# DIRECTIVE 1
List each line of the records below that contains the word "blue". Treat uppercase and lowercase as different.

# SOURCE DOCUMENT
--------------------
As I said in my last post, there were three key readings supporting the view of online education that contributed to the forced resignation of Theresa Sullivan as president of UVA.  The second of these was David Brooks’s “The Campus Tsunami” of May 3rd.

Brooks says that the key recent shift in online education is the entrance of elite schools into the online arena:

[O]ver the past few months, something has changed. The elite, pace-setting universities have embraced the Internet. Not long ago, online courses were interesting experiments. Now online activity is at the core of how these schools envision their futures.

Brooks presents an optimistic view.  Note that, like Kirschner before him, he cites Clayton Christensen to make his point:

In a blended online world, a local professor could select not only the reading material, but do so from an array of different lecturers, who would provide different perspectives from around the world. The local professor would do more tutoring and conversing and less lecturing. Clayton Christensen of Harvard Business School notes it will be easier to break academic silos, combining calculus and chemistry lectures or literature and history presentations in a single course.
--------------------
(Dataset entries)

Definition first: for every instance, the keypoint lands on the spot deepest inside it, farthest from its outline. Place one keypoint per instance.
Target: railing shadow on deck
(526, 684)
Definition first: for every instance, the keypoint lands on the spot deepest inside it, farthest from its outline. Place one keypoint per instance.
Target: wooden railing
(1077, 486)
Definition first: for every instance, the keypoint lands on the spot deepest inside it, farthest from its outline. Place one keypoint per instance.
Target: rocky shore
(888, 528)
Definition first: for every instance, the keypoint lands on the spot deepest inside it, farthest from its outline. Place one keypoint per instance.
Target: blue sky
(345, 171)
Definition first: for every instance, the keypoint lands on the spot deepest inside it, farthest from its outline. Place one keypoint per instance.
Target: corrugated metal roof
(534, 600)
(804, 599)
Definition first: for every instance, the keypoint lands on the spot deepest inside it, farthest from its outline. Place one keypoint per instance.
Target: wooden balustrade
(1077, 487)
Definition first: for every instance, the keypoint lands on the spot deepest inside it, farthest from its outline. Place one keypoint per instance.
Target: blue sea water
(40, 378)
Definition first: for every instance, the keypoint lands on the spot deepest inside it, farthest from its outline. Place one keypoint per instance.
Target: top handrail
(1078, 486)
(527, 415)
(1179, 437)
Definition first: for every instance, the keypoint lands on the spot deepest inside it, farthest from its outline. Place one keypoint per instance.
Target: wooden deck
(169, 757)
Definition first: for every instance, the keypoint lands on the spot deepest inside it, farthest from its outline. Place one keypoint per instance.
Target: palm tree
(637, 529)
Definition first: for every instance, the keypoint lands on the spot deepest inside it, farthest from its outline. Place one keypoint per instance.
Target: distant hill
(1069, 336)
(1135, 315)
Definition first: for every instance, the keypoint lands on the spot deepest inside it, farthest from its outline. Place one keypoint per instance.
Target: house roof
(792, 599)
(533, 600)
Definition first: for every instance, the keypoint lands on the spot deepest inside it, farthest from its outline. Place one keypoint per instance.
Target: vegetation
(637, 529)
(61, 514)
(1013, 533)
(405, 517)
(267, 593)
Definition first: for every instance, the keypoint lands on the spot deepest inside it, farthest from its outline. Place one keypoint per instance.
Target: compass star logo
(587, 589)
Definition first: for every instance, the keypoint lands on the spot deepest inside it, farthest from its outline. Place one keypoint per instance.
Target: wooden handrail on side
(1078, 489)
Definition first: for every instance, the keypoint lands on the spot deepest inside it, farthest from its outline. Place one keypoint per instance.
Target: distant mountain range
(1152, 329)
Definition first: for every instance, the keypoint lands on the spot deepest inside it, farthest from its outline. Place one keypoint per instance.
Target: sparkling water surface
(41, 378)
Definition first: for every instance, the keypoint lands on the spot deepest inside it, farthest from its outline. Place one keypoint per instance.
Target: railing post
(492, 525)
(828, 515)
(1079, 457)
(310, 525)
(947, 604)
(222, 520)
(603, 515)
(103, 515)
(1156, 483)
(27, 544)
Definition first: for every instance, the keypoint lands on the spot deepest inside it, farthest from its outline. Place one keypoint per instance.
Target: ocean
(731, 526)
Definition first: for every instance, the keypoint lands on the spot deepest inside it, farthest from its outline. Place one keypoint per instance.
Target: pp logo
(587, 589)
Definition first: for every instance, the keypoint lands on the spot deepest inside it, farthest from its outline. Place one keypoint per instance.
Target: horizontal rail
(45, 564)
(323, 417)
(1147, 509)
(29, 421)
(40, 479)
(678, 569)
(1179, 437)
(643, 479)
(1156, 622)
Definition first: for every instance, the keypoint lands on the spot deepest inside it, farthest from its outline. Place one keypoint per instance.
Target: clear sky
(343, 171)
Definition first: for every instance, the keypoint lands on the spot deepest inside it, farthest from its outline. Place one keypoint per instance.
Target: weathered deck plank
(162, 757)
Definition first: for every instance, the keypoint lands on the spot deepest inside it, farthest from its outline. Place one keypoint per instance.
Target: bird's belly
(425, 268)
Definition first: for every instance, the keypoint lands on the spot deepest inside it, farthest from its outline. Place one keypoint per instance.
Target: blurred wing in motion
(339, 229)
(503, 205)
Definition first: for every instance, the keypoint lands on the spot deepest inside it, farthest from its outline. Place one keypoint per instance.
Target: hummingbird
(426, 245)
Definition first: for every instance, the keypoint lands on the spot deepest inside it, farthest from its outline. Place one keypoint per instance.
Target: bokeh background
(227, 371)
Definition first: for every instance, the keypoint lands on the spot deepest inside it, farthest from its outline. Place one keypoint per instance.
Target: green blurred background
--------------------
# DIRECTIVE 2
Print the stretch of the post on online education from "[O]ver the past" through "a single course.", word for word.

# TASK OUTPUT 1
Target: blue sky
Target: blue sea water

# TASK OUTPUT 2
[O]ver the past few months, something has changed. The elite, pace-setting universities have embraced the Internet. Not long ago, online courses were interesting experiments. Now online activity is at the core of how these schools envision their futures.

Brooks presents an optimistic view.  Note that, like Kirschner before him, he cites Clayton Christensen to make his point:

In a blended online world, a local professor could select not only the reading material, but do so from an array of different lecturers, who would provide different perspectives from around the world. The local professor would do more tutoring and conversing and less lecturing. Clayton Christensen of Harvard Business School notes it will be easier to break academic silos, combining calculus and chemistry lectures or literature and history presentations in a single course.